**** TEXTO SELECIONADO ****

DWIGHT HOPKINS - A maior parte
da mídia norte-americana não
tem conhecimento suficiente
sobre a igreja negra nos EUA e
sua imbricação com a política.
É por isso que faz perguntas políticas a Wright. O reverendo
reaparece agora mais para limpar seu nome como líder religioso, o de sua igreja e o de sua
fé. Ajuda muito a entender sua
reação se pensarmos do ponto
de vista religioso, não político.
FOLHA - Mas a conseqüência de
seu ato foi e está sendo política,
não? Uma delas foi o rompimento
público por parte de Barack Obama.
HOPKINS - O problema são as
biografias. Os dois homens têm
duas histórias de vida, experiências e personalidades diferentes. O pai de Obama era da
África, sua mãe, uma mulher
branca de Kansas. Os dois se
encontraram no Havaí, que é
um dos lugares mais multiculturais, multiétnicos e multirreligiosos dos EUA. É nesse ambiente que Obama cresceu.

**** DADOS FORNECIDOS ****

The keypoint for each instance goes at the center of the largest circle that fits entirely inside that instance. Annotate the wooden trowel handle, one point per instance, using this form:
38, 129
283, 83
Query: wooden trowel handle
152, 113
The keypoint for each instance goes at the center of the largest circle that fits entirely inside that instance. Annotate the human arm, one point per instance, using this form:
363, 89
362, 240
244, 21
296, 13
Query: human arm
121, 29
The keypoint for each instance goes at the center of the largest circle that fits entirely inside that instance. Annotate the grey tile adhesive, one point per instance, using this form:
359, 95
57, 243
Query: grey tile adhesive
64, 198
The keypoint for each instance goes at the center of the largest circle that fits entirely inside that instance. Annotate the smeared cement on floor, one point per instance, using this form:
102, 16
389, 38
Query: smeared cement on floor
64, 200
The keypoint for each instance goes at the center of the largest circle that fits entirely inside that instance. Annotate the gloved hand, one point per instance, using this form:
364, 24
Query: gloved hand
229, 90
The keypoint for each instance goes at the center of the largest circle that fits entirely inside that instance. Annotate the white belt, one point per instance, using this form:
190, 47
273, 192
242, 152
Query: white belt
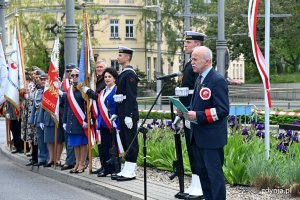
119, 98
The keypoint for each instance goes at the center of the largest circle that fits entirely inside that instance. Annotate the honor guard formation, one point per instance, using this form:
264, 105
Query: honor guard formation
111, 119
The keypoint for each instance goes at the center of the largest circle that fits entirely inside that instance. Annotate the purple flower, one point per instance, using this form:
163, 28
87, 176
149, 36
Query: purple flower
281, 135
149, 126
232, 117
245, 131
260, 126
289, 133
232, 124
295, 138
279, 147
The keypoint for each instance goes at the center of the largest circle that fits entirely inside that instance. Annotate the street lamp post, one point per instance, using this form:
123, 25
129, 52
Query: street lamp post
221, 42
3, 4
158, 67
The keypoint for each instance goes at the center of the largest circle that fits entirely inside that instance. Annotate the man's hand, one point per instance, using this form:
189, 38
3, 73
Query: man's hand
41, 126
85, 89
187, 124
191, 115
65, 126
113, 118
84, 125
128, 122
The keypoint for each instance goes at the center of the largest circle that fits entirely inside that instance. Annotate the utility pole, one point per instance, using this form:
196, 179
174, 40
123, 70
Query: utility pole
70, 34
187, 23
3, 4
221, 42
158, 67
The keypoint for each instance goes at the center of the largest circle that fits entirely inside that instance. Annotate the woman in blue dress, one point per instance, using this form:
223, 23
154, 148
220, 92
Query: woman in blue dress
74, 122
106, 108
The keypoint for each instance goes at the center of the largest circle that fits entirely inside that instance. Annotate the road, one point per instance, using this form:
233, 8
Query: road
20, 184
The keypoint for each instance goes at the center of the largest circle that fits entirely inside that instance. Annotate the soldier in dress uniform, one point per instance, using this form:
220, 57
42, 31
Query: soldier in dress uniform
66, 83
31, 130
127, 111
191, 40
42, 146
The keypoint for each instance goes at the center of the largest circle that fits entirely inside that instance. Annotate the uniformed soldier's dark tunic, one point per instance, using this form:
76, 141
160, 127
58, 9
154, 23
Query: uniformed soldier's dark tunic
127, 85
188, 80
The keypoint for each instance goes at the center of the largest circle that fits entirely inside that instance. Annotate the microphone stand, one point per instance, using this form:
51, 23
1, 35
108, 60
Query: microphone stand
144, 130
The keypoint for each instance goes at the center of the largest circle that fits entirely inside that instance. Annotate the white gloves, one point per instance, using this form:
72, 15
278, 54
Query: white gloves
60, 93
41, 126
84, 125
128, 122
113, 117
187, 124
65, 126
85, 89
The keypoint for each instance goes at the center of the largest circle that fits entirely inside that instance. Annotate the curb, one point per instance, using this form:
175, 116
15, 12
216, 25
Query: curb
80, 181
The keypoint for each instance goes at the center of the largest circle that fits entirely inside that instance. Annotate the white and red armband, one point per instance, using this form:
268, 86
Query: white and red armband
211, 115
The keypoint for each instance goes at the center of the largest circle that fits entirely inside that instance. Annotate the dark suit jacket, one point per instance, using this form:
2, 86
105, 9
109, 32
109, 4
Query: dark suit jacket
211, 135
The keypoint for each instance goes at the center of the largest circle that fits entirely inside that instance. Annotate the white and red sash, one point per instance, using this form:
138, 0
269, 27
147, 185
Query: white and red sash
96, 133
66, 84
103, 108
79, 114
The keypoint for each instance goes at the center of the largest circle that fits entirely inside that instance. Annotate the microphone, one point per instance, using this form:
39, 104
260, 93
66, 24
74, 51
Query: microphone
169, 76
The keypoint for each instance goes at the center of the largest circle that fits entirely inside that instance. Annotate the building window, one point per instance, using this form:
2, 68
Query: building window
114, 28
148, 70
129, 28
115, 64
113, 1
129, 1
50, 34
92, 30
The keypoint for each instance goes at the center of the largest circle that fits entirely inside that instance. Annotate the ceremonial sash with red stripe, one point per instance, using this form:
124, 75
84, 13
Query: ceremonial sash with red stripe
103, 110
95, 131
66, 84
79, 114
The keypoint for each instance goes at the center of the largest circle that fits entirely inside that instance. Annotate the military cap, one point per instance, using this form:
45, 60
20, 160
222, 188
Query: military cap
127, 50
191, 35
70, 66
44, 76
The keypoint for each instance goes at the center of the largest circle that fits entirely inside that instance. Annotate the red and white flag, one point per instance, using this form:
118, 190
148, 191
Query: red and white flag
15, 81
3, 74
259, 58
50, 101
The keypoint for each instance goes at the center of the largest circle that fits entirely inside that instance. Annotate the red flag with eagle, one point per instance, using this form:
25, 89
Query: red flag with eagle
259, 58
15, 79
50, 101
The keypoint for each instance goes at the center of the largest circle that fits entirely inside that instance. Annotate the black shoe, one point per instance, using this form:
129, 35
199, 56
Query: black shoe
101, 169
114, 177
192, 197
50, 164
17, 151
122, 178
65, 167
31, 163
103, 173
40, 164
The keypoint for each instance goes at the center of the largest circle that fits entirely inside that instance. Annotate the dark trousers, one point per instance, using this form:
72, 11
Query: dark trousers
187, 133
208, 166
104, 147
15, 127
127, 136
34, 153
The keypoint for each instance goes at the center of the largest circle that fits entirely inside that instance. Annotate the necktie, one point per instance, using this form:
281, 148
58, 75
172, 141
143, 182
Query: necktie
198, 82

****
**** DADOS FORNECIDOS ****

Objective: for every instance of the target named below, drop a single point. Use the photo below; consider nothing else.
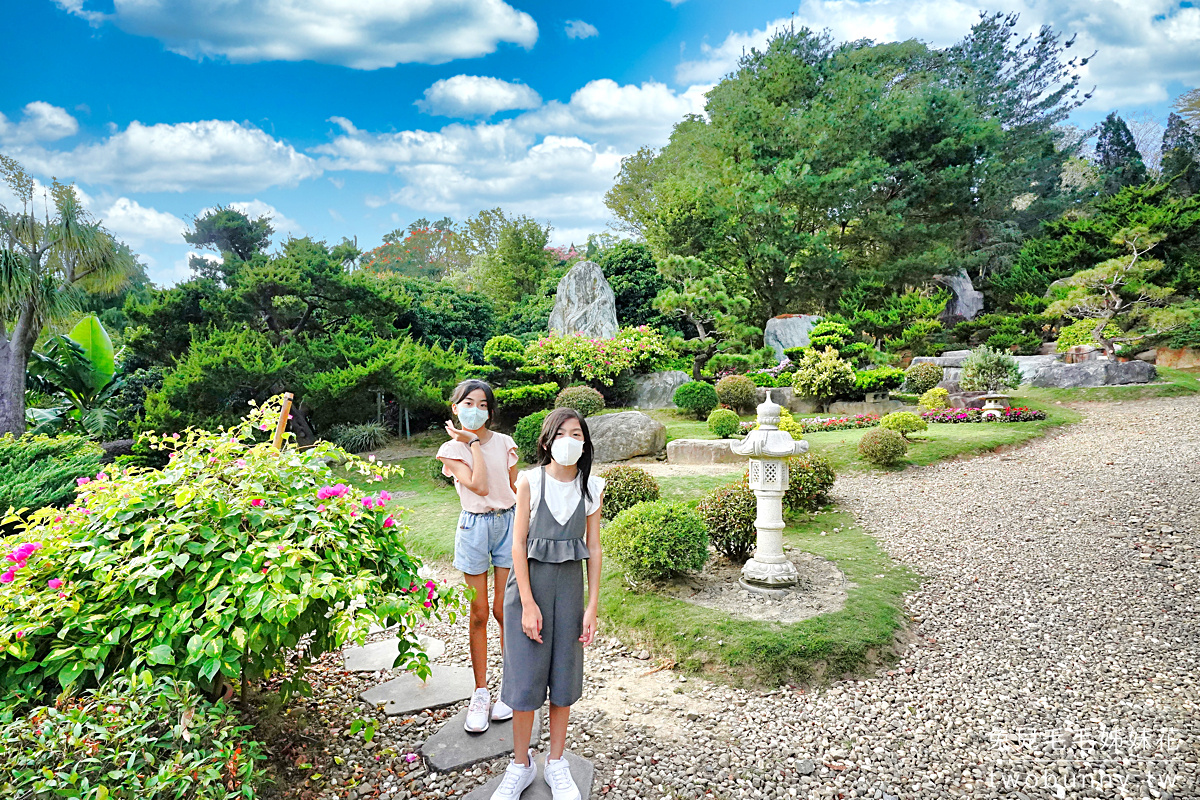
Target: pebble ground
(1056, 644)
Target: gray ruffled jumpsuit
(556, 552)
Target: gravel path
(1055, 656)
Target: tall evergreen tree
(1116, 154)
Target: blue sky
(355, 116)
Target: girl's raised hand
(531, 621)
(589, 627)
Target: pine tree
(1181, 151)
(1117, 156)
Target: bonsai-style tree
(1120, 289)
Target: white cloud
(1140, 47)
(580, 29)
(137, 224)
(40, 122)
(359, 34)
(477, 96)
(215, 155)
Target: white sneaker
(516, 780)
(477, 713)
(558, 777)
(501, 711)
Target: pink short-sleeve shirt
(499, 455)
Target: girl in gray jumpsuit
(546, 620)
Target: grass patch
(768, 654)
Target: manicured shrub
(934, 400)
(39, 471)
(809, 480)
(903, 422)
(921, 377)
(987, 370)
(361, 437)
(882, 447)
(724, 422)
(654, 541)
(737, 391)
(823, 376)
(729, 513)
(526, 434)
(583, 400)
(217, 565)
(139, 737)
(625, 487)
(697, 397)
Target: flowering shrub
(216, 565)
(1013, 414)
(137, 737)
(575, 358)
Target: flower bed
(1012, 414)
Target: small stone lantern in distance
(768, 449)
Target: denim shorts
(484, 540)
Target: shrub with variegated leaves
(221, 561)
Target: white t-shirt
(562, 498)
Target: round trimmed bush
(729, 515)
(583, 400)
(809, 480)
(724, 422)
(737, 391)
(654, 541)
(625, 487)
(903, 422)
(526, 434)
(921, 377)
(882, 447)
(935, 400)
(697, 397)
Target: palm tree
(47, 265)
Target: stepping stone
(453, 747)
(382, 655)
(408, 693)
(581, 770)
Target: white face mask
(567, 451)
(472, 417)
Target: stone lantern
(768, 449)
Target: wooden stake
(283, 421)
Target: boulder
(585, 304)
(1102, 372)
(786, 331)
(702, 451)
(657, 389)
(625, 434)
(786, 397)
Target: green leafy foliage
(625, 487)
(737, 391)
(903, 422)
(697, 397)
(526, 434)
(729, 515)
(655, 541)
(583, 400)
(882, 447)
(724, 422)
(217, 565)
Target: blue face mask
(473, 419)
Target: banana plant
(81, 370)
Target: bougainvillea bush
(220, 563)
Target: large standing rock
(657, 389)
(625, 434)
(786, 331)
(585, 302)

****

O QUE FAZER >>
Extraia da entrevista sobre a igreja negra nos EUA, sem nenhuma alteração, a passagem de "DWIGHT HOPKINS - A" a "religioso, não político.". Os dados acima não são necessários.

RESPOSTA ESPERADA >>
DWIGHT HOPKINS - A maior parte
da mídia norte-americana não
tem conhecimento suficiente
sobre a igreja negra nos EUA e
sua imbricação com a política.
É por isso que faz perguntas políticas a Wright. O reverendo
reaparece agora mais para limpar seu nome como líder religioso, o de sua igreja e o de sua
fé. Ajuda muito a entender sua
reação se pensarmos do ponto
de vista religioso, não político.